_Work to complete:_
a. From the post about the cat attacks, copy the passage that begins at the words "I was up alone, (everyone" and stops after "back at me.".
b. Summarize the post about the cat attacks in two sentences.
c. In the post about the cat attacks, where had Razor been hiding before she pounced on the writer from behind?

_Excerpted text:_
● ● ● ● ●

I was up alone, (everyone else in the house having gone to bed), when I heard an almightly cat fight in the hallway. As soon as I opened the living room door, it all went quiet, and I saw Kits tail dissapearing up the stairs. I followed and found him halfway up the stairs. No sign of any of the other two cats. Bemused I came back down stairs. 

As soon as I reached the bottom of the stairs, Razor pounced on me from behind (she had been hiding down the side of the stairs). As I swung around she leapt away again but remained about 3 feet away, snarling with the forocity of a tiger caught in a trap. I then turned away to turn on the light, but as soon as I turned my back she was on me again. Although I was highly tempted to just grab hold of her and throw her against the wall, I just shook her off and shouted "behave" at her, but she kept coming back at me.

Eventually she just flew up the stairs out of sight. I then retired to the living room, but meanwhile, as she reached the top of the stairs, she then went into my daughters room and savagely attacked her (while she was asleep). As my daughter awoke, razor then ran out of the bedroom. 

This morning, as my daughter awoke, she could hear razor growling, but couldn't see her. As she stepped out of bed, Razor shot out from beneeth the bed, attacked her, then retreated under the bed. My daughter then came downstairs and decided to leave razor to calm down. About an hour later, she went back up stairs to check on Razor but, as soon as she entered the bedroom, Razor flew out from under the bed and attacked her once again. My daughter came back downstairs in tears.

● ● ● ● ●

_Records supplied:_

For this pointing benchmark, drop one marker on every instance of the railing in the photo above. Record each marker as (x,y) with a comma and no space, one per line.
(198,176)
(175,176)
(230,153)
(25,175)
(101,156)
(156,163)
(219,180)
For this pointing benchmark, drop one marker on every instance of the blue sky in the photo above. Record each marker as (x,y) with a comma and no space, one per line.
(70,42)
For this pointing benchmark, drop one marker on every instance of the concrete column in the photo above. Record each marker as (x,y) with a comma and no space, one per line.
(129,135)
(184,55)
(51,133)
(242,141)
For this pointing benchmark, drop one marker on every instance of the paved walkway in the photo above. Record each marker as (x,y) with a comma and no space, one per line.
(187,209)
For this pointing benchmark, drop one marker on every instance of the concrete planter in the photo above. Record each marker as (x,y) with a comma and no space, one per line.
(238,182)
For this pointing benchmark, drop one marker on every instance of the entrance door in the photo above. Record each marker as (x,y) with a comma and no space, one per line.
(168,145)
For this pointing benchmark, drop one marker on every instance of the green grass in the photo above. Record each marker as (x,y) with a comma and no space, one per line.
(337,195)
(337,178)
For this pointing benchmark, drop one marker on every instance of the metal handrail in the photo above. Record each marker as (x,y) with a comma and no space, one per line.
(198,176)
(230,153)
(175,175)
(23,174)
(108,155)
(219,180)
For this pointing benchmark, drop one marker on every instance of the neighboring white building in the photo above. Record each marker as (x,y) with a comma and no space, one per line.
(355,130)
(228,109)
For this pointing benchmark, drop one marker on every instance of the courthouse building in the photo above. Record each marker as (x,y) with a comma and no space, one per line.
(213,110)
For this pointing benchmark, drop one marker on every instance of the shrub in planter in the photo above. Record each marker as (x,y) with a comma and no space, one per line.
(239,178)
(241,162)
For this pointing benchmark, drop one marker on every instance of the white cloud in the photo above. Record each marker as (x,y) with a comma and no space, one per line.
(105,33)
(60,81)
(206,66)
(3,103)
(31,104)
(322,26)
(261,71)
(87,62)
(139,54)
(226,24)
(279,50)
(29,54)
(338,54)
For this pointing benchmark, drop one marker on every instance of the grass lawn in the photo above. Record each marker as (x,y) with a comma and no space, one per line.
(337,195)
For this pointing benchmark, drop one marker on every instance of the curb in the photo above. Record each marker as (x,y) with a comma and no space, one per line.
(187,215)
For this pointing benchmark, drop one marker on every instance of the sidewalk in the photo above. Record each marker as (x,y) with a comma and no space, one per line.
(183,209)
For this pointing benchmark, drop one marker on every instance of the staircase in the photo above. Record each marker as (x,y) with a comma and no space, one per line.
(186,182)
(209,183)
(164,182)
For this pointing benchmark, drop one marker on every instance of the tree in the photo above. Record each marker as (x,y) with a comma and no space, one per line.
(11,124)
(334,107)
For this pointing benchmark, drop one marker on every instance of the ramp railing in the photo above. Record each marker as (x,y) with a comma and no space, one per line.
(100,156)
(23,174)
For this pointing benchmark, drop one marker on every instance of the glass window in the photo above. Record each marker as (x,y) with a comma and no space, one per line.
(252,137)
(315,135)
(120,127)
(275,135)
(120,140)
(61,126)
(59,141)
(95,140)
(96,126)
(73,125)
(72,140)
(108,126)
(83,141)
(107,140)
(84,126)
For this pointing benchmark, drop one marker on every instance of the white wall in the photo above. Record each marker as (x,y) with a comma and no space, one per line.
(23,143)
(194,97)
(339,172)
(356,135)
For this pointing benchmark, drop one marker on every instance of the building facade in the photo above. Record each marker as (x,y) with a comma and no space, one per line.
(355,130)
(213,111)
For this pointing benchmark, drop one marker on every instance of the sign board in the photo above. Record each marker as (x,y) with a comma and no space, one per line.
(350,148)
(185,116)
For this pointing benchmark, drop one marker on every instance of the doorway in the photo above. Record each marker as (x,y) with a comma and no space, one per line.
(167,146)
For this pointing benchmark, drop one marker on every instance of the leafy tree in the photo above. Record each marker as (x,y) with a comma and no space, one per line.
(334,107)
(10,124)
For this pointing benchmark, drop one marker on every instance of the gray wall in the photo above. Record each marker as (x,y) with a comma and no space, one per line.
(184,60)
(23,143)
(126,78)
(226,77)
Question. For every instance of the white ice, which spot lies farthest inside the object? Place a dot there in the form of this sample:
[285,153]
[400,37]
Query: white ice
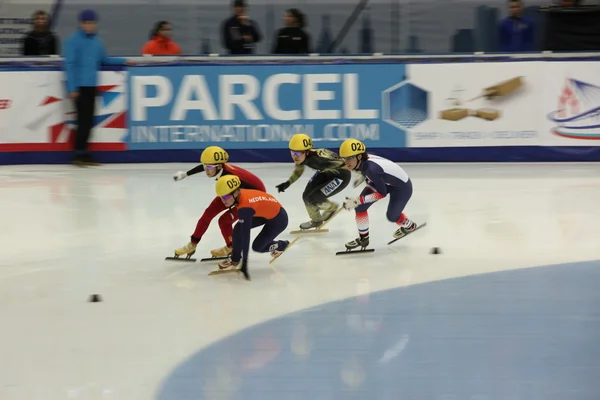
[68,233]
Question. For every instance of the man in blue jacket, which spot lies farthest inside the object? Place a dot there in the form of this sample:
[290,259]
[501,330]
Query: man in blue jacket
[84,54]
[516,32]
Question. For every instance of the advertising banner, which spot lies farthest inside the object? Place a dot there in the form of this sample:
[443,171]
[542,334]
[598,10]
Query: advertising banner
[478,104]
[571,103]
[261,107]
[37,115]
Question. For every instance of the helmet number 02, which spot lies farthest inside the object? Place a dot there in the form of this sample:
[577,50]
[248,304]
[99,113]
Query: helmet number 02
[357,147]
[219,156]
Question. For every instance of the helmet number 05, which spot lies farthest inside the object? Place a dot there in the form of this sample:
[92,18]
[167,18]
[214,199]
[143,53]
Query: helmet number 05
[357,147]
[219,156]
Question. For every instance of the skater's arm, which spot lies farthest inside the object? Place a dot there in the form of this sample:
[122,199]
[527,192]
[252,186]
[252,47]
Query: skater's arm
[196,170]
[374,173]
[245,216]
[70,63]
[296,174]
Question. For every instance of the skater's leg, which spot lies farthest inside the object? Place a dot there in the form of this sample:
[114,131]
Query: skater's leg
[265,240]
[226,222]
[214,209]
[85,105]
[362,222]
[362,216]
[399,198]
[236,253]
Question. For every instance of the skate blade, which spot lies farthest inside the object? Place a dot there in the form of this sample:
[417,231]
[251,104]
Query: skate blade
[313,230]
[347,252]
[286,249]
[416,229]
[213,258]
[180,259]
[223,271]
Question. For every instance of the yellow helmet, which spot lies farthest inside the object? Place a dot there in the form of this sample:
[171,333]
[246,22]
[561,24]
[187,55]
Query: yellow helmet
[228,184]
[214,155]
[352,147]
[300,142]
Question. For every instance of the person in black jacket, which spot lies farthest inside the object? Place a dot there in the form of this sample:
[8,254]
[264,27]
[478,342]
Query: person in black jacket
[40,41]
[240,33]
[292,39]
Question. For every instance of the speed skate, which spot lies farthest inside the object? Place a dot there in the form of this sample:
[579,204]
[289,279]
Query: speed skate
[409,233]
[318,229]
[362,247]
[177,257]
[188,257]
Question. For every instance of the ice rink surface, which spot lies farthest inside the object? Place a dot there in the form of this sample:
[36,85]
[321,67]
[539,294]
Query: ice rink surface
[510,310]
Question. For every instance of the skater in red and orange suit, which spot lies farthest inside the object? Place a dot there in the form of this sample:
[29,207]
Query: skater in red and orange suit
[214,162]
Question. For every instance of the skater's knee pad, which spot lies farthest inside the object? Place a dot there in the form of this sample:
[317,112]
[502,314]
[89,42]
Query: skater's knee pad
[362,207]
[393,216]
[259,248]
[226,219]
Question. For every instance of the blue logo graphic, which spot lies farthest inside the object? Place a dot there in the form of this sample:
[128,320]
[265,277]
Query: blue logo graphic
[405,105]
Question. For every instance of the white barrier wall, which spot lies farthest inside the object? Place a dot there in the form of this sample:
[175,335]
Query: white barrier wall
[469,111]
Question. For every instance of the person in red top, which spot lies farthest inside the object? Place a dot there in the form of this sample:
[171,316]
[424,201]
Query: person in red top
[160,43]
[255,208]
[214,162]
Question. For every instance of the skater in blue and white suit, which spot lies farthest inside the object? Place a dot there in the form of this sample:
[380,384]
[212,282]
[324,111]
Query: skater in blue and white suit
[383,178]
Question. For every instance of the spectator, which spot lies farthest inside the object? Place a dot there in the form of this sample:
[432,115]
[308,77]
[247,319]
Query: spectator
[292,39]
[40,41]
[160,43]
[84,54]
[516,32]
[239,33]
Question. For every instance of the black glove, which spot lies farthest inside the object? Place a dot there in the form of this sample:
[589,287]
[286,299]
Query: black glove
[282,186]
[244,269]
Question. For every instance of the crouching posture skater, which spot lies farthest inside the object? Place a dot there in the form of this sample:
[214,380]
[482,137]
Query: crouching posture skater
[383,178]
[255,208]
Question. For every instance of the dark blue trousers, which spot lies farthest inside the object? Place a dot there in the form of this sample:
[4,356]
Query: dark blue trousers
[265,240]
[399,197]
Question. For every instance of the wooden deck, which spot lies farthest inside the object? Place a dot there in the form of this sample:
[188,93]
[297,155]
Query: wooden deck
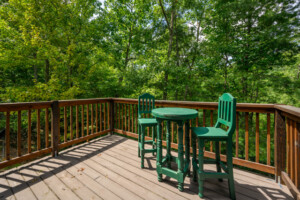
[109,168]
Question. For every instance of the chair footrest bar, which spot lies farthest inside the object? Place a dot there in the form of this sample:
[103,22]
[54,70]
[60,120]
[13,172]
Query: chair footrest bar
[205,175]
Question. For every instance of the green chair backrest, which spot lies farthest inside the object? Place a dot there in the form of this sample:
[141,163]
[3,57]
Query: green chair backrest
[227,113]
[146,104]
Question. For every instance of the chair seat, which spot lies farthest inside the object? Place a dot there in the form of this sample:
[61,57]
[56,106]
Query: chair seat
[147,121]
[210,133]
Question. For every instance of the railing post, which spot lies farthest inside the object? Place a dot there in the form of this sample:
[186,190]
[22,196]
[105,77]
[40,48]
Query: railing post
[111,116]
[280,144]
[55,119]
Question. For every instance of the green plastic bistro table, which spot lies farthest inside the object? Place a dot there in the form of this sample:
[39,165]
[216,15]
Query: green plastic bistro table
[163,165]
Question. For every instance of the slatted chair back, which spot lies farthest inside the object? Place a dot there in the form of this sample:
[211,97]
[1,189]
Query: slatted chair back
[227,113]
[146,104]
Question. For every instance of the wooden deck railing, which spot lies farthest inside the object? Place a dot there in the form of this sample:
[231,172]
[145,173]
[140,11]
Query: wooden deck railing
[267,136]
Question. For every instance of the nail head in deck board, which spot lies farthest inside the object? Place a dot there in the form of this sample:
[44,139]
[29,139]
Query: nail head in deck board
[7,137]
[280,143]
[29,132]
[19,133]
[55,128]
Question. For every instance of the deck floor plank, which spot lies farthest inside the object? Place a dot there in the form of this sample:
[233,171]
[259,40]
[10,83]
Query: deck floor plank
[38,187]
[109,168]
[247,180]
[102,179]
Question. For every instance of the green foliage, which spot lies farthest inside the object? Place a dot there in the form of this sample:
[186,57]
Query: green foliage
[177,50]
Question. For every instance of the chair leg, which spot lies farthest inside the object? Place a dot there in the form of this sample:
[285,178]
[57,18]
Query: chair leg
[230,171]
[143,145]
[200,171]
[217,147]
[139,140]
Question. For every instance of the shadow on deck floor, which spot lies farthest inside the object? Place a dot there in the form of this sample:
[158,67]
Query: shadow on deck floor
[109,168]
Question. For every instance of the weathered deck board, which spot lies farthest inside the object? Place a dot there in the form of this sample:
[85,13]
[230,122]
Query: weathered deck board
[109,168]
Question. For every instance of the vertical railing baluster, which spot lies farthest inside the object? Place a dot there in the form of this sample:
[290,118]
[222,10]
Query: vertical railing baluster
[7,137]
[104,116]
[47,128]
[65,124]
[257,138]
[29,132]
[132,118]
[101,119]
[55,127]
[92,118]
[268,139]
[19,134]
[77,121]
[211,124]
[38,132]
[125,105]
[97,118]
[82,120]
[237,136]
[71,122]
[292,151]
[87,119]
[246,136]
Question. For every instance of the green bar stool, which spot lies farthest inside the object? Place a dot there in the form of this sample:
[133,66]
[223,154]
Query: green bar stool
[145,105]
[227,121]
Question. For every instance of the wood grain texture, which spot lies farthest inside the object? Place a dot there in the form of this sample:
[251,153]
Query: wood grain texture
[71,122]
[280,144]
[77,121]
[268,139]
[82,120]
[7,136]
[55,128]
[246,136]
[46,127]
[19,141]
[65,124]
[38,129]
[257,138]
[29,132]
[237,135]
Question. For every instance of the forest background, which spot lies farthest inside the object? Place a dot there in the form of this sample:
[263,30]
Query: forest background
[177,50]
[191,50]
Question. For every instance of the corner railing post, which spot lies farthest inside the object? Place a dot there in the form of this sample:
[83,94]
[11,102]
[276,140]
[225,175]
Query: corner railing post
[112,116]
[55,118]
[280,145]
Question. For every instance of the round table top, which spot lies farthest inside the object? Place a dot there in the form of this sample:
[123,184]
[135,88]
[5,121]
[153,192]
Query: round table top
[175,113]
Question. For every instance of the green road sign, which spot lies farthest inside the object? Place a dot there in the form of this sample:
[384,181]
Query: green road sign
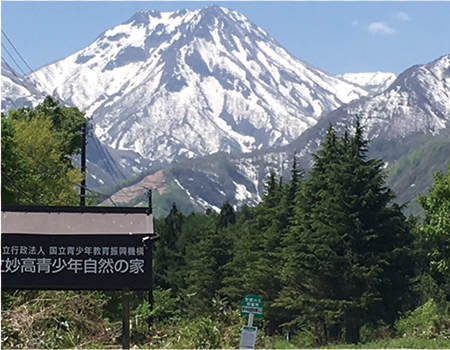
[252,304]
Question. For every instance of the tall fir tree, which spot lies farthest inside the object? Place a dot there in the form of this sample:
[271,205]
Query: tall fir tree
[348,243]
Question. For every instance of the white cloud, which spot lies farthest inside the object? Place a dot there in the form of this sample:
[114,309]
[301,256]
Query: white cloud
[381,28]
[402,16]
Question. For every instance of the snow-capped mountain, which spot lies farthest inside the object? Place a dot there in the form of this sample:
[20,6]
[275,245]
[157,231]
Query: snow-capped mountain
[190,83]
[411,115]
[373,82]
[17,91]
[418,101]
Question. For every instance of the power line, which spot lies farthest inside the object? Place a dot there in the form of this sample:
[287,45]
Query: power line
[11,181]
[31,71]
[18,66]
[16,51]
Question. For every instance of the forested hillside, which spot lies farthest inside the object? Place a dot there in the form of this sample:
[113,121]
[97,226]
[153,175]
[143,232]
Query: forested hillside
[329,252]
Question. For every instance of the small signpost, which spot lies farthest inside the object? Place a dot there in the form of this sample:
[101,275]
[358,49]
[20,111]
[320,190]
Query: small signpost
[252,306]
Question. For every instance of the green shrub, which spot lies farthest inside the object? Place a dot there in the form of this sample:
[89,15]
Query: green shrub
[426,322]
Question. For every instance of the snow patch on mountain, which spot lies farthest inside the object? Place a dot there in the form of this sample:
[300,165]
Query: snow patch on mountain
[374,82]
[191,83]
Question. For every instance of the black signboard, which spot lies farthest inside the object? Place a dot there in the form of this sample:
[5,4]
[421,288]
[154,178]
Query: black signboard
[90,262]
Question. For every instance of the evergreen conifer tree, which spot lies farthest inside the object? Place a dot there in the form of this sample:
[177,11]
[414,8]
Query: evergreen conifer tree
[348,243]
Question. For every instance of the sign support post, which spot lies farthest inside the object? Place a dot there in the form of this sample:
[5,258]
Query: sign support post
[126,318]
[251,306]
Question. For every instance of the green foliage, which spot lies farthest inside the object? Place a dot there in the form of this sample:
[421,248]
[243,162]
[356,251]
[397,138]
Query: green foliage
[413,173]
[57,320]
[425,322]
[436,227]
[165,307]
[36,149]
[347,253]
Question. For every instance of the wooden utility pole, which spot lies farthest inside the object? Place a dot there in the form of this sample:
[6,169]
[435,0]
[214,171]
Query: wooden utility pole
[126,318]
[83,166]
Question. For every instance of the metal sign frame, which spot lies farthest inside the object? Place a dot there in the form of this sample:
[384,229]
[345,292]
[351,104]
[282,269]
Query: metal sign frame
[77,248]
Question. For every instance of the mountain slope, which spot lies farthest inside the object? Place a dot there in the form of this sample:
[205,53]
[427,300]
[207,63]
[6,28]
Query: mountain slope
[409,119]
[373,82]
[17,91]
[184,84]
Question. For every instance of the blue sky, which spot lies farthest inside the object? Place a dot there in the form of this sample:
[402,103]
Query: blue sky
[337,37]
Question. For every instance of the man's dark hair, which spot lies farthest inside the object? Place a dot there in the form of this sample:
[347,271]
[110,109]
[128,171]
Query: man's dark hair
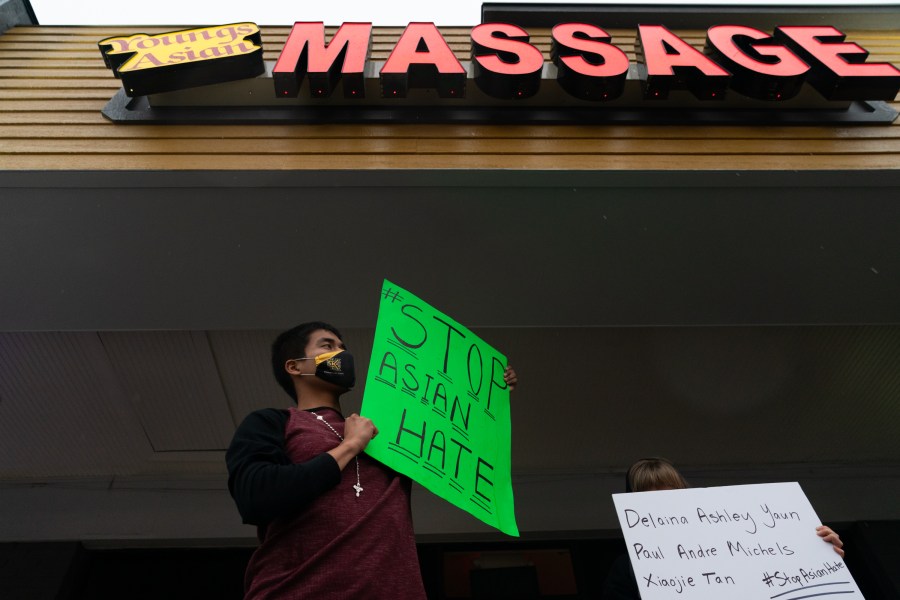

● ● ● ● ●

_Results for the exercise:_
a.
I was up alone, (everyone else in the house having gone to bed), when I heard an almightly cat fight in the hallway. As soon as I opened the living room door, it all went quiet, and I saw Kits tail dissapearing up the stairs. I followed and found him halfway up the stairs. No sign of any of the other two cats. Bemused I came back down stairs. 

As soon as I reached the bottom of the stairs, Razor pounced on me from behind (she had been hiding down the side of the stairs). As I swung around she leapt away again but remained about 3 feet away, snarling with the forocity of a tiger caught in a trap. I then turned away to turn on the light, but as soon as I turned my back she was on me again. Although I was highly tempted to just grab hold of her and throw her against the wall, I just shook her off and shouted "behave" at her, but she kept coming back at me.

b. One night, after a cat fight in the hallway, a cat named Razor repeatedly attacked the writer at the bottom of the stairs, then went upstairs and attacked the writer's sleeping daughter. The next morning Razor attacked the daughter twice from under her bed, once as she got up and again about an hour later, leaving her in tears.

c. Down the side of the stairs.